Entries provided:
----------

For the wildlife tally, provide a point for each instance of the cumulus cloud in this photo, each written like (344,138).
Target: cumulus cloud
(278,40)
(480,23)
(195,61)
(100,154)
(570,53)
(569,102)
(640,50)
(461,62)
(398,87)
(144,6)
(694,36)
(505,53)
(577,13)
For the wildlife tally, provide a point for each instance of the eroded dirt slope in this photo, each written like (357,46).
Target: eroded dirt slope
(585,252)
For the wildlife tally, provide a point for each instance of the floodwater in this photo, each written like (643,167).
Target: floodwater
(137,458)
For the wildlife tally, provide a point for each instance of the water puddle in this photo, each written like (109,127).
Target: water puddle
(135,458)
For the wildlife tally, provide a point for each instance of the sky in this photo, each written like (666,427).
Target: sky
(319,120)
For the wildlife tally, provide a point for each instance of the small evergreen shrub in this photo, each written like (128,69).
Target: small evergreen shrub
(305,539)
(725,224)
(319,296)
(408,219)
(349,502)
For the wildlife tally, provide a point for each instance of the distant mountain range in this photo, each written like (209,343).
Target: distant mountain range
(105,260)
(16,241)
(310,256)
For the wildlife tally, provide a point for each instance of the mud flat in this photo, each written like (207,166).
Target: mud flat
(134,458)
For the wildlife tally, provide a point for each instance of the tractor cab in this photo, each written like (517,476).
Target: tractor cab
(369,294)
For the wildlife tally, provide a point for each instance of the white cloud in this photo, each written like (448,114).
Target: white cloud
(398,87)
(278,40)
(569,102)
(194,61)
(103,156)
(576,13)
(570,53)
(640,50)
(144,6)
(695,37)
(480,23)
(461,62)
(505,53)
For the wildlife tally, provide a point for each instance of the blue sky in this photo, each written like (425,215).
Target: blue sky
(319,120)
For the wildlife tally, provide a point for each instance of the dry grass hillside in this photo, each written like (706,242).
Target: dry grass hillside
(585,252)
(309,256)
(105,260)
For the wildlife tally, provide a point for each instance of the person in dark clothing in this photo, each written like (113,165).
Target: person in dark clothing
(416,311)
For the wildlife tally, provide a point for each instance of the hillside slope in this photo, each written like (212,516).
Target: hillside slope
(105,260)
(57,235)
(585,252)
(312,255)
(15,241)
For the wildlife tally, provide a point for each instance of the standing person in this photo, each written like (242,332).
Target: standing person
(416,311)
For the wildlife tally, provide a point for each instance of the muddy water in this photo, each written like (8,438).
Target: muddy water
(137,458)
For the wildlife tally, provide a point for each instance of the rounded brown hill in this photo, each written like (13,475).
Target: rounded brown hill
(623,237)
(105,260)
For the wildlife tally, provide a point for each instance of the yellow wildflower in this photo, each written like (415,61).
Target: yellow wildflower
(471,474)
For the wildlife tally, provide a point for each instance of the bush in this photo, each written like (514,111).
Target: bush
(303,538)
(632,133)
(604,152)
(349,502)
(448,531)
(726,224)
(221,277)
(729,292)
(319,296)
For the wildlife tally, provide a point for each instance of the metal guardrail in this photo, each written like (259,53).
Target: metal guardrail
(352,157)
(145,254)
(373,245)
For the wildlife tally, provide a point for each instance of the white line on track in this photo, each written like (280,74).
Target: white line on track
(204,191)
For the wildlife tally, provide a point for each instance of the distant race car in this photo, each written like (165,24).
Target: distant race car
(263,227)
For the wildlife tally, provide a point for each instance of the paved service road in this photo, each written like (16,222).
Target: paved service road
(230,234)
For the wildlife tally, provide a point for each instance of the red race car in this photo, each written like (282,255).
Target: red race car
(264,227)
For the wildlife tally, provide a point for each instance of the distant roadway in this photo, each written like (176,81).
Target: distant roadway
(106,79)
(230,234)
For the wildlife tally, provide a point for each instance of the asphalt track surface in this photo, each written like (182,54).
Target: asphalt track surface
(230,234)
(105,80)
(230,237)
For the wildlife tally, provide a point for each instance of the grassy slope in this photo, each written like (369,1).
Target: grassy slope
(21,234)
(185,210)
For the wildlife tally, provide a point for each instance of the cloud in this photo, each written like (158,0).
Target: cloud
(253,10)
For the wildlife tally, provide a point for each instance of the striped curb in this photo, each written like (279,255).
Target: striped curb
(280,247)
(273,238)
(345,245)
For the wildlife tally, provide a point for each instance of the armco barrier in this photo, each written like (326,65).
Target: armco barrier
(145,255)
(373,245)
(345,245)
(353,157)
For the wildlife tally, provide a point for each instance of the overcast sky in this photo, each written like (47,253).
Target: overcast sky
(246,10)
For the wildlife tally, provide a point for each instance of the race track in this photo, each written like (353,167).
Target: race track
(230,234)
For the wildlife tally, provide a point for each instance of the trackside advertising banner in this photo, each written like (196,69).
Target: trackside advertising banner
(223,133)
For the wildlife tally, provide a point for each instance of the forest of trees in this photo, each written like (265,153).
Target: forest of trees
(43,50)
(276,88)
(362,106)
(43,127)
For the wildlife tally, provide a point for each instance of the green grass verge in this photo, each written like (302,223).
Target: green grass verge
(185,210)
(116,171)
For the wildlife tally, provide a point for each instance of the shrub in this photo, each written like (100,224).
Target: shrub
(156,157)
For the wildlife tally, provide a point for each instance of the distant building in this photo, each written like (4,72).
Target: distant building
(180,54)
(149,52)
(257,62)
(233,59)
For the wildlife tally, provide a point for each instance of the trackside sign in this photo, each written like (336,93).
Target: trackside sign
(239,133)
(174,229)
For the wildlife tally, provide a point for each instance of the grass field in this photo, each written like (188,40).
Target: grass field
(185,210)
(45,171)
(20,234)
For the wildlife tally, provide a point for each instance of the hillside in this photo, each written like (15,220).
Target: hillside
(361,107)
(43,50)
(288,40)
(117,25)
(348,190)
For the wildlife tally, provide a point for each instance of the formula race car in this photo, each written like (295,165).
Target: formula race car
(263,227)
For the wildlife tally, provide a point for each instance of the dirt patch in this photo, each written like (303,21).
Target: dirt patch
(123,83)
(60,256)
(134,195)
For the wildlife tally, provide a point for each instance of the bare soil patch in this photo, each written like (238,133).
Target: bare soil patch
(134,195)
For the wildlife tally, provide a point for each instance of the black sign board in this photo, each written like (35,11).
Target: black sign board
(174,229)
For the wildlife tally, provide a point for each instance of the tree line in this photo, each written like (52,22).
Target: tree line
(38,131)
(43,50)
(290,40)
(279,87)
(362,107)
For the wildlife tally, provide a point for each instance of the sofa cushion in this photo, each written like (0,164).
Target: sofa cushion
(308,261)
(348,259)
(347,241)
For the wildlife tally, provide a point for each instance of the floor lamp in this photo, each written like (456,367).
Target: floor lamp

----------

Retype the whole listing without changing anything.

Answer to this problem:
For the wildlife tally, provide a point for each instance of the cumulus cloud in this photo, each written like (344,138).
Target: cumulus cloud
(278,40)
(480,23)
(195,61)
(100,154)
(570,53)
(569,102)
(640,50)
(461,62)
(398,87)
(144,6)
(694,36)
(505,53)
(577,13)
For the wildlife tally, provide a point for each instance of the eroded dirt slope in this photo, each written like (357,46).
Target: eroded dirt slope
(585,252)
For the wildlife tally, provide a point for each instance of the floodwater in this photo, each written like (643,167).
Target: floodwater
(137,458)
For the wildlife tally, provide a point for each instance of the water puddle in this photo, each written like (109,127).
Target: water puddle
(135,458)
For the wildlife tally, provide a point for each instance of the sky in this photo, each written like (666,427).
Target: sky
(319,120)
For the wildlife tally, provide a point for each instance of the small evergreen shrub in this photo, each written like (128,69).
Target: small evergreen shrub
(305,539)
(725,224)
(319,296)
(408,219)
(349,502)
For the wildlife tally, provide a point for each instance of the distant mountain range in this photo, each written like (209,343).
Target: distant mountain range
(105,260)
(16,241)
(310,256)
For the wildlife tally, provide a point for each instance of the mud flat in this photo, each written like (207,166).
Target: mud flat
(134,458)
For the wildlife tally, provide a point for each instance of the tractor cab in this photo, each written like (517,476).
Target: tractor cab
(369,294)
For the wildlife tally, provide a point for each instance of the white cloud in this photo, each written like (448,114).
Target: white cloud
(398,87)
(278,40)
(569,102)
(194,61)
(103,156)
(576,13)
(570,53)
(640,50)
(144,6)
(695,37)
(480,23)
(461,62)
(505,53)
For the wildlife tally, provide a point for each instance of the blue sky in this photo, each written like (425,215).
Target: blue sky
(319,120)
For the wildlife tally, provide a point for each instance of the dry grass hillside in this photo, each written like (706,242).
Target: dry grass hillside
(585,252)
(309,256)
(105,260)
For the wildlife tally, provide a point for each instance of the person in dark clothing in this photo, each written like (113,165).
Target: person in dark clothing
(416,311)
For the wildlife tally, provide a point for each instance of the hillside slope in this photo, each written like (212,516).
Target: hillside slope
(105,260)
(57,235)
(585,252)
(312,255)
(15,241)
For the wildlife tally, provide a point for each instance of the standing person in this photo, each written like (242,332).
Target: standing person
(416,311)
For the wildlife tally, provide a point for each instance of the muddy water in this photo, each written like (8,438).
Target: muddy water
(137,458)
For the wildlife tally, provide a point for each instance of the rounded brown hill in this photo, each written like (13,475).
Target: rounded brown hill
(623,237)
(105,260)
For the wildlife tally, provide a point for each instance of the yellow wildflower in this photo, each written like (415,61).
Target: yellow wildflower
(471,474)
For the wildlife tally, provide a point for each instance of the bush in this photo, each written like (514,111).
Target: bush
(303,538)
(632,133)
(604,152)
(349,502)
(448,531)
(726,224)
(221,277)
(729,292)
(319,296)
For the wildlife tally, provide a point for each instance of the metal guardrail in this photo, each written like (259,53).
Target: metal guardrail
(352,157)
(145,254)
(373,245)
For the wildlife tally, provide a point for each instance of the white line on track in this photo, each written like (280,74).
Target: white line on track
(204,191)
For the wildlife tally, provide a point for each instance of the distant race car in this photo, each written like (165,24).
Target: distant race car
(263,227)
For the wildlife tally, provide a point for each instance of the paved service road in this photo, each written like (16,222).
Target: paved service road
(230,234)
For the wildlife tally, provide a point for each instance of the red race car in this photo, each written like (282,255).
Target: red race car
(264,227)
For the wildlife tally, provide a point for each instance of the distant roadway in this photo, each written like (176,81).
Target: distant roadway
(106,79)
(230,234)
For the wildlife tally, provide a point for each instance of the asphalt track surface in this photo, each written like (182,54).
Target: asphalt track surface
(230,234)
(105,80)
(230,237)
For the wildlife tally, provide a point for each instance of the grassy slope in this photo, each written like (369,1).
Target: grassy slope
(21,234)
(185,210)
For the wildlife tally, provide a point for each instance of the cloud in this photo, each written like (158,0).
Target: cloud
(253,10)
For the wildlife tally, provide a point for each instance of the striped curb in this photo, each written like (279,255).
Target: striped curb
(280,247)
(273,238)
(345,245)
For the wildlife tally, provide a point for each instance of the armco barrier in this photo, each written like (326,65).
Target: armco barrier
(145,255)
(373,245)
(345,245)
(353,157)
For the wildlife tally, provide a point for each instance of the overcast sky in this photo, each written like (47,253).
Target: overcast sky
(246,10)
For the wildlife tally, provide a point for each instance of the race track in this photo, each written like (353,167).
Target: race track
(230,234)
For the wildlife tally, provide a point for each instance of the trackside advertising banner in this photo, each written like (196,69).
Target: trackside advertising banner
(223,133)
For the wildlife tally, provide a point for each instance of the forest of trees in this photo, each written like (265,153).
Target: forest of trees
(43,50)
(276,88)
(362,106)
(43,127)
For the wildlife tally, provide a point for each instance of the green grass verge in this photo, each written like (302,223).
Target: green grass verge
(185,210)
(116,171)
For the wildlife tally, provide a point for each instance of the shrub in this photo, each written like (100,224).
Target: shrub
(156,157)
For the wildlife tally, provide a point for each instance of the distant building in this photo, each written like (4,72).
Target: distant building
(180,54)
(149,52)
(257,62)
(233,59)
For the wildlife tally, provide a point for each instance of the trackside sign in this photo, each written like (336,93).
Target: trackside sign
(239,133)
(174,229)
For the wildlife tally, provide a point for each instance of the grass field in this photo, each written like (188,40).
Target: grass field
(185,210)
(45,171)
(20,234)
For the wildlife tally, provide a point for each instance of the hillside in this photo, each written like (15,220).
Target: hillside
(361,107)
(43,50)
(288,40)
(117,25)
(348,190)
For the wildlife tally, provide a point for each instance of the formula race car in this photo, each written like (295,165).
Target: formula race car
(263,227)
For the wildlife tally, provide a point for each instance of the dirt patch in this photo, each written like (303,21).
Target: dirt patch
(123,83)
(60,256)
(134,195)
For the wildlife tally, provide a point for each instance of the bare soil patch in this photo, each written like (238,133).
Target: bare soil patch
(134,195)
For the wildlife tally, provide a point for each instance of the black sign board in this photo, each written like (35,11).
Target: black sign board
(174,229)
For the wildlife tally, provide a point for each instance of the tree line in this photo, each written like (52,22).
Target: tree line
(38,131)
(43,50)
(290,40)
(279,87)
(362,107)
For the wildlife tally, provide a point for each instance of the sofa cushion in this photo, each written like (0,164).
Target: sofa cushion
(308,261)
(348,259)
(347,241)
For the wildlife tally, provide a point for each instance of the floor lamp in this photo, each written like (456,367).
Target: floor lamp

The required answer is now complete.